ABOUT THIS TASK -
Each line of the records containing "pixel" is to be copied out and returned.

=======

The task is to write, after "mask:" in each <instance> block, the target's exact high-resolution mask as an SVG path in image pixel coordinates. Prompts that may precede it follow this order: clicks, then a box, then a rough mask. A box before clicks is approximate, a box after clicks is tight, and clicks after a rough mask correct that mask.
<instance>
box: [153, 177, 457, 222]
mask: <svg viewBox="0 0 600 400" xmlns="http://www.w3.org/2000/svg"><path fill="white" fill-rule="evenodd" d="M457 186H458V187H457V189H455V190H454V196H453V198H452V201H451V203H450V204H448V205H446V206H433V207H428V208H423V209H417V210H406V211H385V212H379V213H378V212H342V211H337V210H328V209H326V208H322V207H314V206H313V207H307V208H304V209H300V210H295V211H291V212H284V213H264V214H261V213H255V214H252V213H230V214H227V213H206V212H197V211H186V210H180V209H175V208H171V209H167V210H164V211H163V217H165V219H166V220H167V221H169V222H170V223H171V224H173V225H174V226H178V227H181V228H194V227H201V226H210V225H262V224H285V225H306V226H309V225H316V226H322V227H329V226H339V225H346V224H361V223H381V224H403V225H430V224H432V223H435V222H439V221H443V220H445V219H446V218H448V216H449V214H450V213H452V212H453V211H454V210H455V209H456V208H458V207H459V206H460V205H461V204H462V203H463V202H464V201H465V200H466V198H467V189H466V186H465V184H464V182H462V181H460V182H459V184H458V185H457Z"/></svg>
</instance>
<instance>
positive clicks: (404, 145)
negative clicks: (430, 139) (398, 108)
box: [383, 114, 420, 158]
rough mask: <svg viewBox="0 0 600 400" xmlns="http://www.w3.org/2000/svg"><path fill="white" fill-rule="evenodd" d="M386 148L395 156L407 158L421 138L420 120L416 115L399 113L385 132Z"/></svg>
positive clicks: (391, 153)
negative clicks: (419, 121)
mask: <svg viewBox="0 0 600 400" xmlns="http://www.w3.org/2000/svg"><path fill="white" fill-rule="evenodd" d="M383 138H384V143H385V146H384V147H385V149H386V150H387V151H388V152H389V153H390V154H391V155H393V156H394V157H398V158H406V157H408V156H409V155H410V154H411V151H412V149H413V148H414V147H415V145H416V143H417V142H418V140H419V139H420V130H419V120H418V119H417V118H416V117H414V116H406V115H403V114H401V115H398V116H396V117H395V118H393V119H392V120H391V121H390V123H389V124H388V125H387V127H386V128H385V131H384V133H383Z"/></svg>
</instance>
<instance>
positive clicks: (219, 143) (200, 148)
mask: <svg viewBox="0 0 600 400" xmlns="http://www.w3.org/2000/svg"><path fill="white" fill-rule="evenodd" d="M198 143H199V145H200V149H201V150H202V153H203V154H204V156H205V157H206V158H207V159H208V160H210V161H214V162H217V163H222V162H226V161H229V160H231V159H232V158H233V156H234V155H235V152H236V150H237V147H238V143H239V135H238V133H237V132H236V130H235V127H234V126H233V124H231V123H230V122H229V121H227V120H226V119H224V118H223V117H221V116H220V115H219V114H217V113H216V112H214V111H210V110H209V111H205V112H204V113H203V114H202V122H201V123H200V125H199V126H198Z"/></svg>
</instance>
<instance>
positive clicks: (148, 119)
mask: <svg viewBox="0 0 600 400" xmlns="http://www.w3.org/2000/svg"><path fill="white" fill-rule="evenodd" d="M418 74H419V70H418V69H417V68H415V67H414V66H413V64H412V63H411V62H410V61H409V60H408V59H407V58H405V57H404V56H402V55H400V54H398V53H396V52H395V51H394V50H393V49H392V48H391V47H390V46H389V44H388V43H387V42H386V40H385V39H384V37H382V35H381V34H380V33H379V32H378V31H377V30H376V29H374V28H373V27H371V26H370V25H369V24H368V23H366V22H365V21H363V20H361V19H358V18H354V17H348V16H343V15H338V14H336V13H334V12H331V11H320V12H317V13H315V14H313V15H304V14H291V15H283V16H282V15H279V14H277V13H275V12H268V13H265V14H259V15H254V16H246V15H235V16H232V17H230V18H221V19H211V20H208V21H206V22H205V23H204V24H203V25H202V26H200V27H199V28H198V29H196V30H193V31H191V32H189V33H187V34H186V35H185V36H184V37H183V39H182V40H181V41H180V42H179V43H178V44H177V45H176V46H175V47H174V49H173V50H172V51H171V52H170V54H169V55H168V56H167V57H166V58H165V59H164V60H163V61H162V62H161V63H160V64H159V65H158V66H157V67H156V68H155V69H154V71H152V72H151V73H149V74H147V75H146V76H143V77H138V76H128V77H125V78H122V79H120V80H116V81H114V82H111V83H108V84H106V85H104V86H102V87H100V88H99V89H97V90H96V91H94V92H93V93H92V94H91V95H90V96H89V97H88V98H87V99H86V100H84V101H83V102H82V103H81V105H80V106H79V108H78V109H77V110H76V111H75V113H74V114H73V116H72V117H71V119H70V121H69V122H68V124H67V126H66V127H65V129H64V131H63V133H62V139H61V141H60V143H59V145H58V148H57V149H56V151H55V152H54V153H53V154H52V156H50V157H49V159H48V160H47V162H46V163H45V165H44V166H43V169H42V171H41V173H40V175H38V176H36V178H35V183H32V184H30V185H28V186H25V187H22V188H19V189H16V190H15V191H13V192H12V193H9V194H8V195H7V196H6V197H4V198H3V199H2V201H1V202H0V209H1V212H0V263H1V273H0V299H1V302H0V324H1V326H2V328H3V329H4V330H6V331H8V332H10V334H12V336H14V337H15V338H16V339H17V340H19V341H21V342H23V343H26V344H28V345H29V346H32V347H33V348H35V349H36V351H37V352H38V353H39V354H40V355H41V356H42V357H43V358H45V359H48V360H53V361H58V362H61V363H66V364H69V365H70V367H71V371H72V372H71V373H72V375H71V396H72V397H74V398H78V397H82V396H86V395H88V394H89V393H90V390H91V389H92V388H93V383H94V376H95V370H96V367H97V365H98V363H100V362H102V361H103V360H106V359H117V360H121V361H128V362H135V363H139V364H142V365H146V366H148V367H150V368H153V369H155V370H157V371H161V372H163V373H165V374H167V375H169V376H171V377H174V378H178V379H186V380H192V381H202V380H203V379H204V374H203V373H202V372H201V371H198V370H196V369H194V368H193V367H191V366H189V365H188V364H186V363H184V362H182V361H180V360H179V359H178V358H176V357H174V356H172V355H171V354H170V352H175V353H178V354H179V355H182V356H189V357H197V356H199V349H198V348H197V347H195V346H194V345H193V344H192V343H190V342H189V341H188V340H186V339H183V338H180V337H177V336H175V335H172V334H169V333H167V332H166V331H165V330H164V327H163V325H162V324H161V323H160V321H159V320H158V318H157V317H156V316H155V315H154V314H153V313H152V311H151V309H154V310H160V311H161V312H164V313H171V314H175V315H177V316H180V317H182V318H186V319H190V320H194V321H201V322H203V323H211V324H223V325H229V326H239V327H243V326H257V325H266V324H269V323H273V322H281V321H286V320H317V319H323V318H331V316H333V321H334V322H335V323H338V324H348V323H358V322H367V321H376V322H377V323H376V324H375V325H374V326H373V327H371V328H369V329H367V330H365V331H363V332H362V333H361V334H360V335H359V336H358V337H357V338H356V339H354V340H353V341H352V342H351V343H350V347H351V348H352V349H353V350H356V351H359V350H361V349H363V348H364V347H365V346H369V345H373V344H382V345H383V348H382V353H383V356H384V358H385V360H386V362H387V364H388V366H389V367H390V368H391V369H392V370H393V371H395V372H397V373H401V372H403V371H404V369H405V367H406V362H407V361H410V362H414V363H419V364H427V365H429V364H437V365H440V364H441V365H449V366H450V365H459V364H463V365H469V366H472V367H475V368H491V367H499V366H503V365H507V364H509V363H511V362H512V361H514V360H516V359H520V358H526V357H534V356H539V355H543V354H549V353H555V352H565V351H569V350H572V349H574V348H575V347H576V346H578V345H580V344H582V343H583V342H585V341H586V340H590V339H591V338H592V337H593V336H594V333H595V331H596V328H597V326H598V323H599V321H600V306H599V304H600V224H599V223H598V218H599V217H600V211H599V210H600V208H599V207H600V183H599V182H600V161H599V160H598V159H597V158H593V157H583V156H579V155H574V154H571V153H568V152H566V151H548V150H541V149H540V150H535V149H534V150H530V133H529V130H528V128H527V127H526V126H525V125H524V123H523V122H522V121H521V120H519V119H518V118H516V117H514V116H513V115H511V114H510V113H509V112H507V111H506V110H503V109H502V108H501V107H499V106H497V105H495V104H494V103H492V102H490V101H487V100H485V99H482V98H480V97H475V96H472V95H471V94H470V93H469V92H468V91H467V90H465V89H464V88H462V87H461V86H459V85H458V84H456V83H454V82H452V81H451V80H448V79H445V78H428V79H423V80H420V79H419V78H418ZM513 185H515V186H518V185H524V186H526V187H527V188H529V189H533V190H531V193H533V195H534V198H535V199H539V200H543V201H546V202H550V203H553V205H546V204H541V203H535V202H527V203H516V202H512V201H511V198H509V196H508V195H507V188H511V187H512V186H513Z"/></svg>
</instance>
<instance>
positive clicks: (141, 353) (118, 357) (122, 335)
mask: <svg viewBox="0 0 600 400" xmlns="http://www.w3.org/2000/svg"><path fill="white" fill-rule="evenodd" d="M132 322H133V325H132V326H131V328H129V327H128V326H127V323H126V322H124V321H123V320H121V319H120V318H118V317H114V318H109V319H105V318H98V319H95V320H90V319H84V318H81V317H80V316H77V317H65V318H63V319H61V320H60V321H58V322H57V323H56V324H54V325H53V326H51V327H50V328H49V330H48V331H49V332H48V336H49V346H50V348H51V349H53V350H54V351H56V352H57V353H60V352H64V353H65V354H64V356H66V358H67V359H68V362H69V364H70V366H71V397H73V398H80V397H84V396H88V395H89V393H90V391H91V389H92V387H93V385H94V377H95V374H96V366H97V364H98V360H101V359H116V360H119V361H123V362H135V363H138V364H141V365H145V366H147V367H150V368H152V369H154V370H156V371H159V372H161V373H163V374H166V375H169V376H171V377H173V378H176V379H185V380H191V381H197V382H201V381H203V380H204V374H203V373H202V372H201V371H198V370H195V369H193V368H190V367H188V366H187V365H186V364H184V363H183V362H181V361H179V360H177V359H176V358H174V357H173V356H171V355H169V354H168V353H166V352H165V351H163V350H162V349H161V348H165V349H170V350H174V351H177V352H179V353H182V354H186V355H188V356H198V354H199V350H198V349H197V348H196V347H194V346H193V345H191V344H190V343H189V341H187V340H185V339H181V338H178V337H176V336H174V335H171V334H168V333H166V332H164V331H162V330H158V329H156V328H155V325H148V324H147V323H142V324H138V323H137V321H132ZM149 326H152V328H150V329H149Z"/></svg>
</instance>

=======

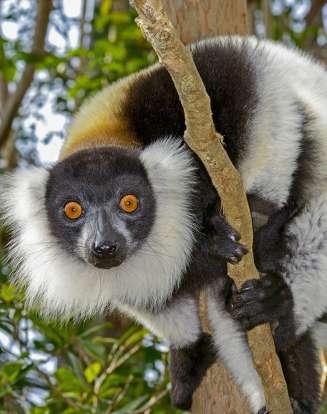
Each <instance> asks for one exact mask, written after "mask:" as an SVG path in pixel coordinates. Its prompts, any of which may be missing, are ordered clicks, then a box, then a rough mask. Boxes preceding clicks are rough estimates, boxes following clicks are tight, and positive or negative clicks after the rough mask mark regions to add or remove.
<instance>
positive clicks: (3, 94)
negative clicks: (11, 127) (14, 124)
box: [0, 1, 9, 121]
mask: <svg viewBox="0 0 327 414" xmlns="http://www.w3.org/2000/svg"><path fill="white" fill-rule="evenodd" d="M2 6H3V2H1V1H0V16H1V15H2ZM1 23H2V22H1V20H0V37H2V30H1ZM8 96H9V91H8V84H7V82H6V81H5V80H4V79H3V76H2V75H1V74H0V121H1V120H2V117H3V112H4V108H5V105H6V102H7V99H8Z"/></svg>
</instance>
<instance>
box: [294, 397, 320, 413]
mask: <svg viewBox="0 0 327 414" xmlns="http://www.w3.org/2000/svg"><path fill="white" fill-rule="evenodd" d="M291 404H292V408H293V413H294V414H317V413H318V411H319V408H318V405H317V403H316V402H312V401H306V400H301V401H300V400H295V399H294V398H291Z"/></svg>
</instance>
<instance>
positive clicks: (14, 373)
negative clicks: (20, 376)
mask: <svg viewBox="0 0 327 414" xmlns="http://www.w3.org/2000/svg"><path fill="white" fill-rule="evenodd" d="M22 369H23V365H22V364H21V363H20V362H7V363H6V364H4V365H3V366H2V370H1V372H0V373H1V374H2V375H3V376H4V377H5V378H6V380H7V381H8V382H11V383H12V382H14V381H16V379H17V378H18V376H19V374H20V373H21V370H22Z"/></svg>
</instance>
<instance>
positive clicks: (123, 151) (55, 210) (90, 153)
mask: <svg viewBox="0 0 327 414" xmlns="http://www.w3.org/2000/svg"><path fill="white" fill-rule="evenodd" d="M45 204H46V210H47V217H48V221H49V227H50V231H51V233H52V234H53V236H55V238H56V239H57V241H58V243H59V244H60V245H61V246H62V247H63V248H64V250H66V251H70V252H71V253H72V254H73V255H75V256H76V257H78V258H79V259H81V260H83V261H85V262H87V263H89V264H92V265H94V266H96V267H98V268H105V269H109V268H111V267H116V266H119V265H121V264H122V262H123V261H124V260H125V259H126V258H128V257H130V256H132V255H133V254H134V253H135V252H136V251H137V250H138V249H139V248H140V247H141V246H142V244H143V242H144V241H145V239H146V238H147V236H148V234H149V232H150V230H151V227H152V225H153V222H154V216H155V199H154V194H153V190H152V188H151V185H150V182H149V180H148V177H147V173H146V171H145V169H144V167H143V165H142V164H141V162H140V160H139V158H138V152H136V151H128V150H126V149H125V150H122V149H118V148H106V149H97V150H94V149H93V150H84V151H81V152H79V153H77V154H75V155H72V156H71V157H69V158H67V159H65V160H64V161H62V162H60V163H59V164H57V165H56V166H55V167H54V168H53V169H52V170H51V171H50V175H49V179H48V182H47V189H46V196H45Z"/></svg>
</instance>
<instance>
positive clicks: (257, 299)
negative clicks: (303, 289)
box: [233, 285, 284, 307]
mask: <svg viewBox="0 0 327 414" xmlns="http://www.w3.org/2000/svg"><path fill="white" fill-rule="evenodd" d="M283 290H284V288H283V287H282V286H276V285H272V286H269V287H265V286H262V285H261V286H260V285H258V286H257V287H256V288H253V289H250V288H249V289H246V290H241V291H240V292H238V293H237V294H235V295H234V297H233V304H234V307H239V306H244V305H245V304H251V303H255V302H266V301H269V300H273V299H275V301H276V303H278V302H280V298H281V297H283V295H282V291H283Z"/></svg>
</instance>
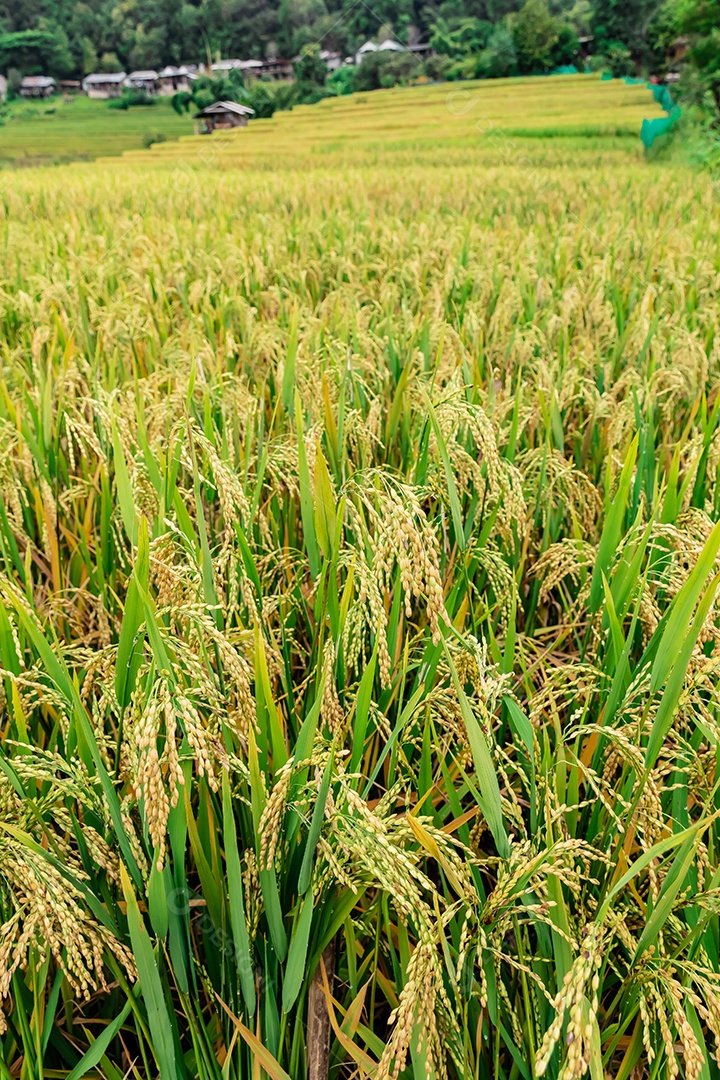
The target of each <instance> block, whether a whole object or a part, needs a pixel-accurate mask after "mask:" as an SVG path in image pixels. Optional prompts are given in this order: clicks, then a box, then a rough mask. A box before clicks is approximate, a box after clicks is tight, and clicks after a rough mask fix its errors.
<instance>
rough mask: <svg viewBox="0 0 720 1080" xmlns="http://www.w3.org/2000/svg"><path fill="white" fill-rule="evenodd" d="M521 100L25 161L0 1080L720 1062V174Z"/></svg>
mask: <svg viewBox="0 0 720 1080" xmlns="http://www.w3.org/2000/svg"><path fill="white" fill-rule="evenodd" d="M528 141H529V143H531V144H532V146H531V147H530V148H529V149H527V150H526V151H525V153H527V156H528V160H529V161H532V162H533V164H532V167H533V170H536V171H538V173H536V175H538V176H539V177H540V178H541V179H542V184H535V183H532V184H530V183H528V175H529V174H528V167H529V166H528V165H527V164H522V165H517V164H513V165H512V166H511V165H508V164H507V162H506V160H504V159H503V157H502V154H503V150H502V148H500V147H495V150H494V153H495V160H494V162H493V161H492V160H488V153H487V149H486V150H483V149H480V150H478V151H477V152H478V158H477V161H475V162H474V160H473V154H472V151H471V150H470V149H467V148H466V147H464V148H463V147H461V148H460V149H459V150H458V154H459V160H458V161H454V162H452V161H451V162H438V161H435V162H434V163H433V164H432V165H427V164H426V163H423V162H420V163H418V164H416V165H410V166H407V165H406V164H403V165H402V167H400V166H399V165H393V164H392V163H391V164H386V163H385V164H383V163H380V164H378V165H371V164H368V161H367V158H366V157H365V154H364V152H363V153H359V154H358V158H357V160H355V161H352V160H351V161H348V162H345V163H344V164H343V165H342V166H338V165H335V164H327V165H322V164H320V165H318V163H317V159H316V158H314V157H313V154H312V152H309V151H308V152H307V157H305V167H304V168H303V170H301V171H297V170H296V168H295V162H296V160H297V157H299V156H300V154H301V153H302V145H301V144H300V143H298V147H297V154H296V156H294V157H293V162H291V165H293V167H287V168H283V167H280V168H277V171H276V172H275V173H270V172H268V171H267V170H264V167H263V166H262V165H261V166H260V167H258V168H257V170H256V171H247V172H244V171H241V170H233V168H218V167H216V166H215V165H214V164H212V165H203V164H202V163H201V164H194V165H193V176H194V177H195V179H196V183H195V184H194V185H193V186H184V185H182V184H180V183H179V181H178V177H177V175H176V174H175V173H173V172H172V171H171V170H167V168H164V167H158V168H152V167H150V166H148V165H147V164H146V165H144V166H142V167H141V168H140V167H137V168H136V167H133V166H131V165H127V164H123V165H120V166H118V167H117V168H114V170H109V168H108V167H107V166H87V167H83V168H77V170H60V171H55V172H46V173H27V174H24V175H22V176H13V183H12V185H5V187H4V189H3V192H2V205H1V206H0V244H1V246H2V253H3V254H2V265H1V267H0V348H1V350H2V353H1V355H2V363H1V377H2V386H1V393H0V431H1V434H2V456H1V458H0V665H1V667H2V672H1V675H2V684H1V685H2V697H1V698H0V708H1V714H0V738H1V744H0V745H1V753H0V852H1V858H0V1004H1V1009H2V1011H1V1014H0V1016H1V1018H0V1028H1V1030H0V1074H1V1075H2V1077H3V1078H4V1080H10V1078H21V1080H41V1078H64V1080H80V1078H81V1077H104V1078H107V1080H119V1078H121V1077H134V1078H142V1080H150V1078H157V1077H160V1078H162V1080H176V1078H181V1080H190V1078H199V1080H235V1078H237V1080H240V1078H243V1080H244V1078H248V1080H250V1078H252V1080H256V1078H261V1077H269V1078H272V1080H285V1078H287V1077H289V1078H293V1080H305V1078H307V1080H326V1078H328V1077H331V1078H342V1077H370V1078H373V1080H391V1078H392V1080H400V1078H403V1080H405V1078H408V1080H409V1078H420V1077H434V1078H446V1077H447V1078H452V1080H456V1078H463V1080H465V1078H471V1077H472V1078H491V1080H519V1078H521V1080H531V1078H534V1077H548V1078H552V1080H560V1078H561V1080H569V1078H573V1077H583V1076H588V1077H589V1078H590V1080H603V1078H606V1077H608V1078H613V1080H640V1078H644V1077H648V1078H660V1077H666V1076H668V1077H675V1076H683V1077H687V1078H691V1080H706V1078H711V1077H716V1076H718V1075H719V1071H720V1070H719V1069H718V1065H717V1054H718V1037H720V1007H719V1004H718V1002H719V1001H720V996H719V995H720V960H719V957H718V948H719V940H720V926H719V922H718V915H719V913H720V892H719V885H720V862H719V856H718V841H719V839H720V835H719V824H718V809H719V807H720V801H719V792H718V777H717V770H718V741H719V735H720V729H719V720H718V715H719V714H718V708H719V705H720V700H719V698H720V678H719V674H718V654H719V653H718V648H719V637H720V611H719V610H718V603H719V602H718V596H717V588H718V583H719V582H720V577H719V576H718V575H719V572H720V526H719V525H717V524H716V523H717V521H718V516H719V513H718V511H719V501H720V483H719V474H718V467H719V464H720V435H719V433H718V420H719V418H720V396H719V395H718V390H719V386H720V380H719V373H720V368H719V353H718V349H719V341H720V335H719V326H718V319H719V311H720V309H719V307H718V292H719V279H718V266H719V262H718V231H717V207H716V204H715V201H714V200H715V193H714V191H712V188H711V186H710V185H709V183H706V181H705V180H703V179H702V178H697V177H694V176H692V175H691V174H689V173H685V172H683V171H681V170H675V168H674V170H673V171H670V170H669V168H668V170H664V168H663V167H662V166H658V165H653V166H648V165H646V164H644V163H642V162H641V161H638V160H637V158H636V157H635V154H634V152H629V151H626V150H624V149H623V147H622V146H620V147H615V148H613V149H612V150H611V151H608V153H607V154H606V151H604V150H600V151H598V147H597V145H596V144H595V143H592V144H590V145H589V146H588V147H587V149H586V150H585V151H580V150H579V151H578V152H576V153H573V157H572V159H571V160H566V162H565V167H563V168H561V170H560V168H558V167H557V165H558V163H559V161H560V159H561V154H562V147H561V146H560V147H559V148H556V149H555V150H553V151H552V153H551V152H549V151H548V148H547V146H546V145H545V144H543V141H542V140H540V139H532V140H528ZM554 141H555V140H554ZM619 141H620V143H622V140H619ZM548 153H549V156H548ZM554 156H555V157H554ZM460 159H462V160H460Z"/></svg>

=======

SOLUTION TO THE EXERCISE -
The task is to write, after "mask:" in each <instance> block, the target's exact high-resolution mask as an SVG path in image pixel coordinates. Prompts that may precede it follow this order: clicks, then a box, then a rough mask. A box before clicks is approximate, a box after clicks is tight, and clicks after a rough mask correct that mask.
Each <instance> asks for one exact mask, written after "mask:" as an SVG path in pixel coordinates. Its prompts, any of which may be missing, are ordered clicks, then a box, then a rough mask. Boxes preceding clicks are rough estimates, boxes following clicks are tight, and positive or negative clicks after the rough mask mark regions to add or remove.
The target of each <instance> block, whether a whole object or a part, needs a pixel-accurate mask after "mask:" as an SVG path in image pixels. Optional prompts are given in this order: clicks, then a box, then a rough mask. A box before clicks is approximate, a box after clicks is tight, and clicks after a rough mask fix its errors.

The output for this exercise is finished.